_Coordinate annotation records_.
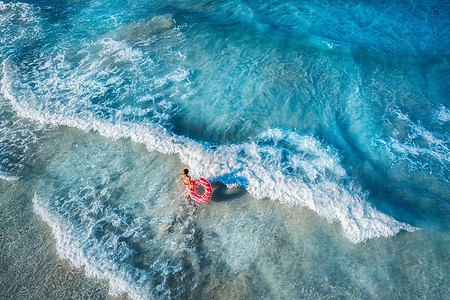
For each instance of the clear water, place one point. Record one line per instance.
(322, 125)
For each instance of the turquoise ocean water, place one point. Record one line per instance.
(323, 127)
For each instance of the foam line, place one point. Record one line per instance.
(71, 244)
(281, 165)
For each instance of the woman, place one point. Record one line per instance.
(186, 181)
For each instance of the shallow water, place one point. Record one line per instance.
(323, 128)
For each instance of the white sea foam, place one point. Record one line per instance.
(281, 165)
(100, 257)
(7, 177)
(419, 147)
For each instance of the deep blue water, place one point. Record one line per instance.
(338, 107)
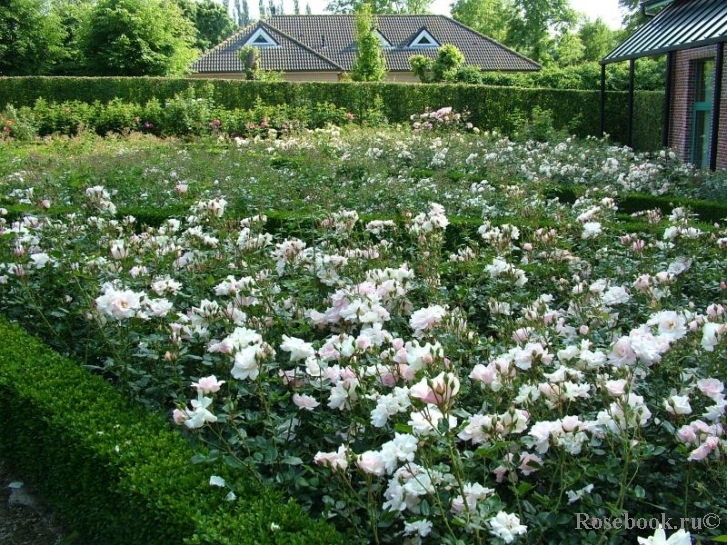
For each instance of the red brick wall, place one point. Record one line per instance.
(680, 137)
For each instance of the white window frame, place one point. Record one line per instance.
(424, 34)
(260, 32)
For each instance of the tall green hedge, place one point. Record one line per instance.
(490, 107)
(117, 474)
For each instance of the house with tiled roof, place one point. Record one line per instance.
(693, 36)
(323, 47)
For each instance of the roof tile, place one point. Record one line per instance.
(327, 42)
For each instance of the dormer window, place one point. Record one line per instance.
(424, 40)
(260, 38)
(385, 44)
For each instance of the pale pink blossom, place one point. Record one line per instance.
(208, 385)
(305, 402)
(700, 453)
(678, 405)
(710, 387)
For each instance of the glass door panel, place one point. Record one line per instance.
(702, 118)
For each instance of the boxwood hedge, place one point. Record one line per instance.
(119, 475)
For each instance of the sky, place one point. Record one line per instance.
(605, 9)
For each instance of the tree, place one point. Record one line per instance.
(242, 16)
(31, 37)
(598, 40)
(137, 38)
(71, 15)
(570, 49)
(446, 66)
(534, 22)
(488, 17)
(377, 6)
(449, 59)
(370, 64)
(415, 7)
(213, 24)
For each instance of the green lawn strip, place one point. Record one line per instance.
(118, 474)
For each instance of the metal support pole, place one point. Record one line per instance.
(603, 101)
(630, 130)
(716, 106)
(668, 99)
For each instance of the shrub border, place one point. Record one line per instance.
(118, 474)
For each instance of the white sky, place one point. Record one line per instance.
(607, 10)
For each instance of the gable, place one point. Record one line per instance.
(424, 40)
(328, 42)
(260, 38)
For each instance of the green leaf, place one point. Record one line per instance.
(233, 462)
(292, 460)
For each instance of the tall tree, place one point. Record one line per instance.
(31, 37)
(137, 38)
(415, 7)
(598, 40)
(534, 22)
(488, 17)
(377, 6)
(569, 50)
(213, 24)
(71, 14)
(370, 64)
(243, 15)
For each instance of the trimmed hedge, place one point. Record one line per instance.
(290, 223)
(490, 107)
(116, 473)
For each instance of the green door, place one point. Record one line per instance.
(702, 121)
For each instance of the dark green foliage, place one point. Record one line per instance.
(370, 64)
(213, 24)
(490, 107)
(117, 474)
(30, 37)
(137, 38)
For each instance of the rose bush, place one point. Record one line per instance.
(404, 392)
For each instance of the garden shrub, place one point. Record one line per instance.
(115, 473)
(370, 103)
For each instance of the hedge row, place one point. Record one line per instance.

_WHAT IS ASKED_. Restate the whole listing above exactly, please, omitting every image.

_FINAL RESULT_.
For each instance of the clear water, place one point. Record one line per instance.
(322, 125)
For each instance of the turquoise ocean water, place one point. Record one line per instance.
(323, 127)
For each instance of the foam line, place one point. Record one line per instance.
(71, 244)
(281, 165)
For each instance of the woman, place one point. Record one line per instance.
(186, 181)
For each instance of the shallow water, place one point. Record one line per instance.
(323, 128)
For each instance of the white sea foam, place one point. Record one line per instance.
(281, 165)
(100, 257)
(7, 177)
(419, 147)
For each instance of the deep blue water, place one point. Record one line per instance.
(338, 107)
For each instance of the red brick wall, place one point. Record one line per instance.
(680, 137)
For each instance of the white window frame, place one point. Record one line per instance.
(424, 34)
(260, 32)
For each instance of the tall green hedge, place one point. Record one line per instance.
(490, 107)
(117, 474)
For each instance of the house with tiled roof, place one point. Record one line per instance.
(693, 36)
(323, 47)
For each instance of the roof tile, place one point. Record one line per instance.
(327, 42)
For each instance of the dormer window, place one point. Record one line per instance.
(424, 40)
(260, 38)
(385, 44)
For each instance of the pale pink blossom, place one point. Record one line per instance.
(208, 385)
(305, 402)
(700, 453)
(678, 405)
(710, 387)
For each instance of the glass door panel, place one point. Record one line per instance.
(702, 118)
For each instance of the boxwood hedge, place one point. Record one line per instance.
(119, 475)
For each instance of the sky, place one point. Record one line per instance.
(605, 9)
For each instance of the tree, place one point. Record one line per instance.
(242, 16)
(31, 37)
(598, 40)
(137, 38)
(71, 15)
(570, 49)
(446, 66)
(534, 22)
(488, 17)
(377, 6)
(449, 59)
(370, 64)
(415, 7)
(213, 24)
For each instance of the green lawn strip, place one point. Record one line per instance.
(118, 474)
For each instance of the metal support pole, place one point. Record one line per instance.
(603, 101)
(630, 130)
(716, 106)
(668, 99)
For each instance of the shrub border, place one point. Record one line per instance.
(118, 474)
For each instance of the white sky, place one point. Record one line per instance.
(607, 10)
For each instance of the gable, place one point. Record one line per instance.
(424, 40)
(328, 42)
(260, 38)
For each instance of the green leaf, place one point. Record one line per instance.
(233, 462)
(292, 460)
For each instance of the tall tree, place one point. Record one line per instance.
(31, 37)
(137, 38)
(415, 7)
(598, 40)
(534, 22)
(488, 17)
(377, 6)
(569, 50)
(213, 24)
(71, 14)
(370, 64)
(243, 15)
For each instance of the trimmed hedge, place one point. Record one line per instance.
(290, 223)
(490, 107)
(116, 473)
For each instance of the green door, place one point. Record one line per instance.
(702, 121)
For each instance of the dark green foliage, place one point. Record one line per instance.
(370, 64)
(213, 24)
(490, 107)
(117, 474)
(30, 37)
(137, 38)
For each instance of the rose bush, place one point. Record one line per instance.
(404, 392)
For each instance of the garden shrub, place one point. Record one line per instance.
(115, 473)
(370, 103)
For each instance of the hedge row, place one point. Record one line per instance.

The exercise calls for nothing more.